## Start Document passage
But it makes sense. By summer 1985, car chase films and television shows were on the wane in the United States – Smokey and the Bandit‘s late-70s appeal had long since dissipated, The Dukes of Hazzard ended its run in February ’85, while shows like The Fall Guy, Knight Rider and Riptide would all say goodbye the following year, in 1986. They were expensive (all that real, non-CGI stunt work along with countless destroyed vehicles took a toll on TV and movie budgets; even Bond outings by 1989, with License to Kill, were less about crashing and exploding objects) and some viewers had grown tired of the brainless smash-ups, except for big budget Schwarzenegger, Stallone and Willis outings, which gave fans of action-adventure enough to tide them over while similar small-screen fare disappeared at home. So how did a movie like Shaker Run even exist in 1985?
I’m no expert, but I bet the small, but growing (at that time), New Zealand film industry was thrilled to produce a film carrying those favorite genre tropes featured in American car movies, and who better to plop into the driver’s seat than an older, on-the-way-down actor like Cliff Robertson, whose look and demeanor could be passed off as a bargain-version Burt Reynolds? Robertson, who would have been around 62 at the time of this film’s release, had by 1975 returned to supporting roles after experiencing great success in the ’60s and early ’70s. By 1985, Robertson was mainly a character actor with his leading-man days behind him…so, how fun must it have been for him to play the lead in an action thriller in his 60s! Leading up to Shaker Run, he played villains in Class and Brainstorm (both in 1983), following it with a turn in the TV biopic Dreams of Gold: The Mel Fisher Story (1986) before, coincidentally, playing a villain in 1987’s Malone, starring none other than Burt Reynolds. Having been the subject of a blacklisting following a scandal at Columbia Pictures in the late 70s, Robertson made it count in his 60s, scoring roles in all these fun genre flicks. It wasn’t until 2002 that a whole new generation of fans would come to know him as the kindly and wise Uncle Ben Parker in Sam Raimi’s Spider-Man, a long-awaited live-action outing about the popular comic book superhero that scored with fans and critics around the world.
Leif Garrett, around 23 when Shaker Run was released, was still in the midst of a rising career. In 1983, he appeared in Francis Ford Coppola’s The Outsiders and starred in Thunder Alley in 1985. By this time, Garrett was in the final year of a six-year relationship with TV star Nicolette Sheridan (sooo jealous!), whose star was rising rapidly as a member of the CBS-TV hit Knots Landing.
## End Document passage
## Start Extracted data
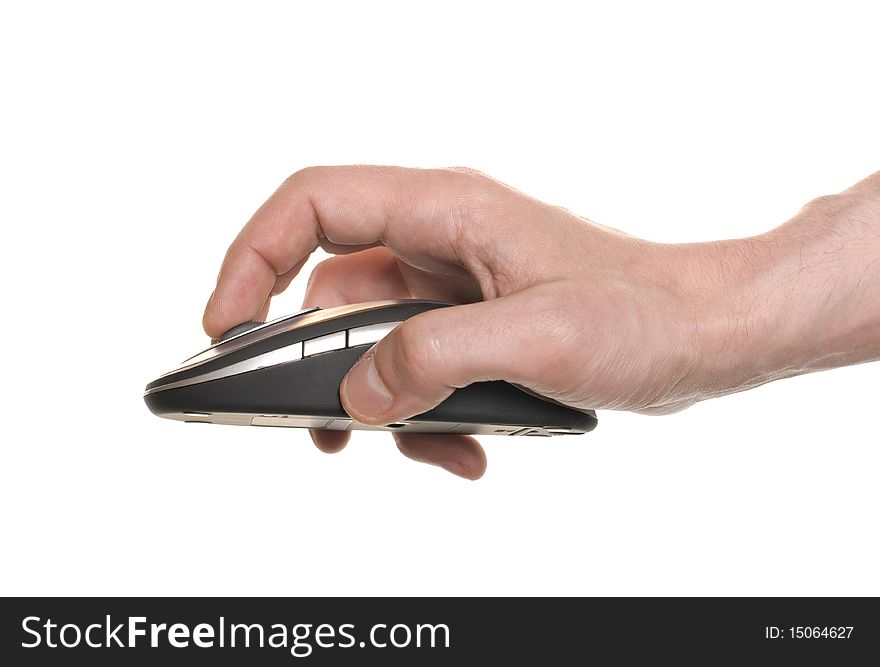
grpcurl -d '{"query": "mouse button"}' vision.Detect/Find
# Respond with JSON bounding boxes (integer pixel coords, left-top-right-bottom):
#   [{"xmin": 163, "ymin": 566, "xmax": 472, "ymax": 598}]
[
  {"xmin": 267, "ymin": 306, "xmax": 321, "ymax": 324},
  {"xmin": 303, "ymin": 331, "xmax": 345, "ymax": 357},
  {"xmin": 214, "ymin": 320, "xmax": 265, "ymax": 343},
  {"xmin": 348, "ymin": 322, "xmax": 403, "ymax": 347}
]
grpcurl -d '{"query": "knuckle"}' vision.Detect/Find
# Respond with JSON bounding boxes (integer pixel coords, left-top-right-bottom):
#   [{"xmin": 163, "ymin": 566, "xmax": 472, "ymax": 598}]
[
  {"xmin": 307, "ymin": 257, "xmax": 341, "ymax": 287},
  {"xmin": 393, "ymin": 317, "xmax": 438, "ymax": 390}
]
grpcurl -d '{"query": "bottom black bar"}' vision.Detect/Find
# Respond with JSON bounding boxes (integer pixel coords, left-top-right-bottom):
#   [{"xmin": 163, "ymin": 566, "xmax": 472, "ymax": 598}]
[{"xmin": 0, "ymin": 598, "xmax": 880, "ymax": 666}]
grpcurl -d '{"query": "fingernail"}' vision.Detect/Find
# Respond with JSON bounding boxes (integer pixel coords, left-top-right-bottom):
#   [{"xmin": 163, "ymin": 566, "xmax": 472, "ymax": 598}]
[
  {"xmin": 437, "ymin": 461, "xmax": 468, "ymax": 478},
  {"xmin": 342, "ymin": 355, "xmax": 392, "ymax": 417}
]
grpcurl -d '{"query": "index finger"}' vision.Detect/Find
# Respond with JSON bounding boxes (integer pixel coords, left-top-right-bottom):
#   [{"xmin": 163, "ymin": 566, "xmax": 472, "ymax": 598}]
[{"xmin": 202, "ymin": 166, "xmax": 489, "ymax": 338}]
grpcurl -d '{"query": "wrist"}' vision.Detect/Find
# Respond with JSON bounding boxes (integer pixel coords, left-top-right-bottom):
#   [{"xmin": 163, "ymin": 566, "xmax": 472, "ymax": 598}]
## End Extracted data
> [Task goal]:
List every television show that the Shaker Run passage says ended its run in 1985 or 1986. The dataset items are separate material from the Shaker Run passage.

> [Result]:
The Dukes of Hazzard, The Fall Guy, Knight Rider, Riptide